■ TEXT EXCERPT ■
Jahan Ara is the 1964 Indian Hindi debut film of director Vinod Kumar. It stars Prithviraj Kapoor, Bharat Bhushan, Mala Sinha, Shashikala in lead roles. The film is a historical romance based on the life of Jahanara Begum, played by Mala Sinha. It was the first time this character was portrayed on-screen.

The movie did not do well at the box office.

Plot
Mirza Yusuf Changezi (Bharat Bhushan) and Jahan Ara (Mala Sinha) have been good friends since childhood. Things are not quite the same as they grow up, as Jahan Ara's father is none other than Emperor Shah Jahan, and men are not permitted to meet with the princess under any circumstances. However, Jahan and Mirza do meet secretly and promise to marry each other. Misfortune visits the emperor, when his wife, Mumtaz Mahal (Achala Sachdev), passes away. The emperor gets deeply devastated, and, still mourning his wife's death, he pledges to build a memorial in her name (which would subsequently be called Taj Mahal, one of the seven wonders on Earth). At her deathbed, Mumtaz makes Jahan promise that she will take care of her father, which she promises to do. This responsibility makes her sacrifice her love for Mirza, who is heartbroken and continues to believe that Jahan will sooner or later reunite with him.

■ SET PROBLEM A ■
Answer these questions about the Jahan Ara film text.
(i) In what year was the film released?
(ii) Which actor plays Mirza Yusuf Changezi?
(iii) Who plays Mumtaz Mahal?

■ AVAILABLE DATA ■
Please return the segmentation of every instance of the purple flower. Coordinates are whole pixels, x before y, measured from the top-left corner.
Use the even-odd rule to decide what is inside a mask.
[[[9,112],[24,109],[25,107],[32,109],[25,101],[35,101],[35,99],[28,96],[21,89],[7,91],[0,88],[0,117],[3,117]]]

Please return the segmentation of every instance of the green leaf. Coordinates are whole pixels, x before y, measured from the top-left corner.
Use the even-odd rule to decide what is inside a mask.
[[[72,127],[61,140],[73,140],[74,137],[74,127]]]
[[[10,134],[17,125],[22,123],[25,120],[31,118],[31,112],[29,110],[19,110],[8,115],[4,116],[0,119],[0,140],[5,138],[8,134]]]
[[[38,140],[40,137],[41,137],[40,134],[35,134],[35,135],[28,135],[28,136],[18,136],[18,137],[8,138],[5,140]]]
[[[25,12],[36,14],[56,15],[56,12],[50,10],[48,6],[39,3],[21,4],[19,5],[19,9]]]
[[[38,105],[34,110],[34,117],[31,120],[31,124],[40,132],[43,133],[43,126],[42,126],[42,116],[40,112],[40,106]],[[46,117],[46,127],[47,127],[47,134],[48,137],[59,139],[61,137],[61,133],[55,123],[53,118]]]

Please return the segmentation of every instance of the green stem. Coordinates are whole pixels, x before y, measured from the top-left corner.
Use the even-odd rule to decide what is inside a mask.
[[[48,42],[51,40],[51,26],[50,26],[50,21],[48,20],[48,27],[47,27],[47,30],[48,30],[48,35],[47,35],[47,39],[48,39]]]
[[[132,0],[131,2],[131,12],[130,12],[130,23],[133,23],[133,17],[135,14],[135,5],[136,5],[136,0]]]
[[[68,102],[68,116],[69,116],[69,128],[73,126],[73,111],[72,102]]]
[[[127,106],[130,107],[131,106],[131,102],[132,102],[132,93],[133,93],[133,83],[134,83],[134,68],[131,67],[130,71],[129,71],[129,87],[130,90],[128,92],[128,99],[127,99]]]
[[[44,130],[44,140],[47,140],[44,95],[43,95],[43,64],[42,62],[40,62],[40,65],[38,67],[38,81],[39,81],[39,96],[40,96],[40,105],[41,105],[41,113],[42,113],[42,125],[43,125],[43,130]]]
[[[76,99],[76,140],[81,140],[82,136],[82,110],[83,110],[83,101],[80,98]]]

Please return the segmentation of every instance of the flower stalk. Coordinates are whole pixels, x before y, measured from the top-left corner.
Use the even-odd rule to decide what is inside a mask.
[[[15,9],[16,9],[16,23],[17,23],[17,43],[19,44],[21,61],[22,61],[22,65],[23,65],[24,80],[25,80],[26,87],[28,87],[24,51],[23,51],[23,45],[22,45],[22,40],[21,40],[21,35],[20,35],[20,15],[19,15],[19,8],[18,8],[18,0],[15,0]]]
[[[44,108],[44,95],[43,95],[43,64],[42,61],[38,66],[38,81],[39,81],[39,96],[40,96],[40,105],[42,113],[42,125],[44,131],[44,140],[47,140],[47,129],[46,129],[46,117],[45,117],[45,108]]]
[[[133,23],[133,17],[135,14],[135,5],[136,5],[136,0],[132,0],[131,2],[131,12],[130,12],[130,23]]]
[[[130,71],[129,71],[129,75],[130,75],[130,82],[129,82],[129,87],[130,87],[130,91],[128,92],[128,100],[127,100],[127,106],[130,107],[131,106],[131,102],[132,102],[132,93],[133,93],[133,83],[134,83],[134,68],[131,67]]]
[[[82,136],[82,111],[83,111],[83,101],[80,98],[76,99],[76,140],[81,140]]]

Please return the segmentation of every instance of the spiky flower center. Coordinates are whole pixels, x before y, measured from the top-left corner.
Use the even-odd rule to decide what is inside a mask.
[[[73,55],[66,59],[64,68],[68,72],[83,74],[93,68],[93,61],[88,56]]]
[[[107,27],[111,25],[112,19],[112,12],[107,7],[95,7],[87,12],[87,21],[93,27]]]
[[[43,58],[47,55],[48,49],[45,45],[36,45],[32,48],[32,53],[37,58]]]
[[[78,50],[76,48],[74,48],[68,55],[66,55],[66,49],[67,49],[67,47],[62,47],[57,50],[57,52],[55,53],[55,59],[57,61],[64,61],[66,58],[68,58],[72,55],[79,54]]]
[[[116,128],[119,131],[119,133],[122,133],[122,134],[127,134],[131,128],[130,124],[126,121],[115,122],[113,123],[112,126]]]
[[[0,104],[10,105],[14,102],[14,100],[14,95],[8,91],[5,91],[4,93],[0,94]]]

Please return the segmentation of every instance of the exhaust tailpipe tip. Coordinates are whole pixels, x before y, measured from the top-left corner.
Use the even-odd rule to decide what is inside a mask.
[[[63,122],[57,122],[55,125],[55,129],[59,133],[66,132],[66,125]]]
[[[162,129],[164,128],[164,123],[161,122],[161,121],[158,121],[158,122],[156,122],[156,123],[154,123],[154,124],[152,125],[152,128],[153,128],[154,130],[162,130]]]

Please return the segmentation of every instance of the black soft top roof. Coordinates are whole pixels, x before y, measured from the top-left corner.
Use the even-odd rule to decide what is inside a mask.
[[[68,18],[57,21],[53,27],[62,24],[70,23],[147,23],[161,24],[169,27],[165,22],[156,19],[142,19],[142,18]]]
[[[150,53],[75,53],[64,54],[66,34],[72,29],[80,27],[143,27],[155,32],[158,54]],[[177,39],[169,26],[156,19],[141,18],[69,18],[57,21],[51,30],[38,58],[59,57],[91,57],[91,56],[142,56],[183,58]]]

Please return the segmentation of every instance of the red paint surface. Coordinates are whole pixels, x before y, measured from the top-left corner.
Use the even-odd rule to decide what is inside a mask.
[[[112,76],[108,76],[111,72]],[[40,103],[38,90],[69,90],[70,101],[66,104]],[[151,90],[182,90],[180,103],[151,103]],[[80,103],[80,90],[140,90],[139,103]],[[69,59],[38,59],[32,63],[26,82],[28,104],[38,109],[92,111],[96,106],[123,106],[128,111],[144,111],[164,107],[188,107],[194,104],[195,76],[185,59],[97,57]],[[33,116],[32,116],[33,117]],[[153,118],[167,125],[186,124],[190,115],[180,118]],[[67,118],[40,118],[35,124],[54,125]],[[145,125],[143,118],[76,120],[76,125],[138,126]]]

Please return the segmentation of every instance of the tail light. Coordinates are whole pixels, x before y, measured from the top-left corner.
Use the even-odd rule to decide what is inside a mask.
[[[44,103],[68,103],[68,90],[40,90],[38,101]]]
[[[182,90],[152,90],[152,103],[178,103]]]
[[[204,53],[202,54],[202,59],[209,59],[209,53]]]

■ SET PROBLEM B ■
Collect every line in the rows above that contains the word "green".

■ PROBLEM SOLUTION A ■
(i) 1964
(ii) Bharat Bhushan
(iii) Achala Sachdev

■ PROBLEM SOLUTION B ■
Please return the segmentation of every instance of the green leaf. Coordinates are whole pixels, x before y, measured from the top-left corner.
Please return the segmentation of every instance of the green stem. Coordinates are whole pixels, x before y, measured from the top-left corner.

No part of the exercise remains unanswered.